Material for this exercise:
Segment Open

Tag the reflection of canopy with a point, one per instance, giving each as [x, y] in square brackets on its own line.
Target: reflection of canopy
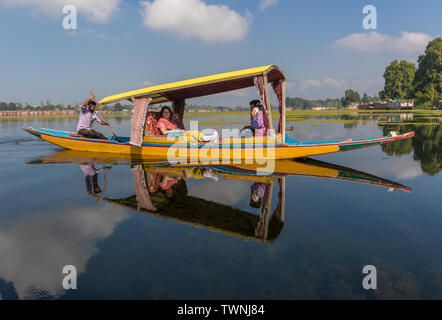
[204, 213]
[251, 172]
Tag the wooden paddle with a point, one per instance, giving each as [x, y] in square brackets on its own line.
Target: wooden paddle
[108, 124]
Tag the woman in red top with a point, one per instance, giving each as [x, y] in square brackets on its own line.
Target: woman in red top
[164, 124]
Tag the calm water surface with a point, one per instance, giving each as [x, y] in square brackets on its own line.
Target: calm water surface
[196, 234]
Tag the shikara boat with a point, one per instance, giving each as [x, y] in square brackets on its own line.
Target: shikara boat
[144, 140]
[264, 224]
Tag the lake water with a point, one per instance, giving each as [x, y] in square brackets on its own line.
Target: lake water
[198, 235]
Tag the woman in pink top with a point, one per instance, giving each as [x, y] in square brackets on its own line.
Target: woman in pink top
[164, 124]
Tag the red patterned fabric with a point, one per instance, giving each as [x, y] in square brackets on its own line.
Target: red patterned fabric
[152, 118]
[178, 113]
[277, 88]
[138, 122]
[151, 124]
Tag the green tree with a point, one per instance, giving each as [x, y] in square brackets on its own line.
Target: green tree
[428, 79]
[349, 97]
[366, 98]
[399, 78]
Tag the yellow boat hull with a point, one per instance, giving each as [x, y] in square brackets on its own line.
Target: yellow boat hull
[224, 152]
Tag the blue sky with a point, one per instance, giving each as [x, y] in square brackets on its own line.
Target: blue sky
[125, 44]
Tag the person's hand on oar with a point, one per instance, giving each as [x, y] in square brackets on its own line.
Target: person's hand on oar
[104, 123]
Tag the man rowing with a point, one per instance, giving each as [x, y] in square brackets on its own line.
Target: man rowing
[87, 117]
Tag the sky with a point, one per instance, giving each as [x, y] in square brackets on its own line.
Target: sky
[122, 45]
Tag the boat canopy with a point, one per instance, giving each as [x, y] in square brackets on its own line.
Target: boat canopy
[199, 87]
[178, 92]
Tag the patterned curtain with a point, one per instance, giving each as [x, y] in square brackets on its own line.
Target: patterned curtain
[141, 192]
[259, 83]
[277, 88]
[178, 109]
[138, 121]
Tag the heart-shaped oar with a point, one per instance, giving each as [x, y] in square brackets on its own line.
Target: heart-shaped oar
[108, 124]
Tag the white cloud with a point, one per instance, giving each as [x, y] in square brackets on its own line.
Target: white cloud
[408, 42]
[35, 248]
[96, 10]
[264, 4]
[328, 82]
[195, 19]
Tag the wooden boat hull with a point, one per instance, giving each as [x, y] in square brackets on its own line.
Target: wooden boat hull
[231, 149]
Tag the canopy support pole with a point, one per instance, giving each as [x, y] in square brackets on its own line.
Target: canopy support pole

Segment Closed

Please give back every line above exactly as it stands, without pictures.

Tag the reflection of canopy with a point, one per instance, giving each as [x, y] in square brackets on its own line.
Target: reflection of canopy
[204, 213]
[251, 172]
Tag the wooden paddle with a point, one per instance, giving each as [x, y] in square brackets on its own line.
Target: wooden paddle
[108, 124]
Tag the woman in red top with a point, one per instance, giving each as [x, y] in square brackets on its own line.
Target: woman in red top
[164, 124]
Tag the calm water surface with a point, one per instance, giving each as [x, y] in square brackets on its own line.
Target: calm water surface
[196, 234]
Tag the shikara boat with a point, one per instance, giving each as [x, y] in square brackets on its own line.
Target: shikara boat
[144, 140]
[264, 224]
Tag the lake water with a point, one per instance, giving each as [x, y] in square brackets on its own line.
Target: lake water
[198, 235]
Tag the woman in pink top with a point, one per instance, giving each as [x, y] in square brackets on its own line.
Target: woman in pink top
[164, 124]
Tag the red patterned fabric with a point, one per instance, giving each as [x, y] in square brackets on its own line.
Target: red patterned fabric
[152, 118]
[178, 113]
[277, 88]
[138, 122]
[151, 124]
Tag the green tree with a point, one per instance, giving each as [x, y] in square brackets on its own line.
Target: green tree
[428, 79]
[349, 97]
[366, 98]
[399, 78]
Tag the yellow boat hull with a point, one per instance, giving each as [x, y] in square brackets on its own line.
Target: yellow boat hull
[224, 152]
Tag the blue sky with a point, one per instance, giving each as [x, y] in square brackets on its own line.
Target: blue sky
[125, 44]
Tag the person's hand on oar with a point, one per instance, giving each as [x, y] in square brackets on its own line.
Target: person's hand on oar
[104, 123]
Tag the man rowing with a point, one per instance, giving each as [x, y] in square brackets on its own line.
Target: man rowing
[87, 117]
Tag the sky with a point, one per instance, giving each as [x, y] in square brackets on its own line.
Target: sky
[122, 45]
Tag the boat canopy with a point, one per instance, giving each as [x, y] in square brackets on its own line.
Target: boat canopy
[199, 87]
[178, 92]
Tag the patterned curtain with a point, one per instance, giving each as [x, y] in square brackets on its own line.
Target: patterned curtain
[141, 192]
[259, 83]
[277, 88]
[178, 109]
[138, 121]
Tag the heart-shaped oar with a point, one per instance, giving each as [x, y] in square brackets on its own line.
Target: heart-shaped oar
[108, 124]
Tag the white cloud with a point, one per instance, giving each as [x, y] in square brackets on its own line.
Target: white cloud
[408, 42]
[35, 248]
[96, 10]
[264, 4]
[328, 82]
[195, 19]
Tag the wooden boat hull with a point, one per instance, giving each as [x, y] in square brackets on its own line.
Target: wooden boat hull
[231, 149]
Tag the canopy support pole with a point, one per instance, giving each as [x, y] in square brackets on its own line.
Target: canopy support pole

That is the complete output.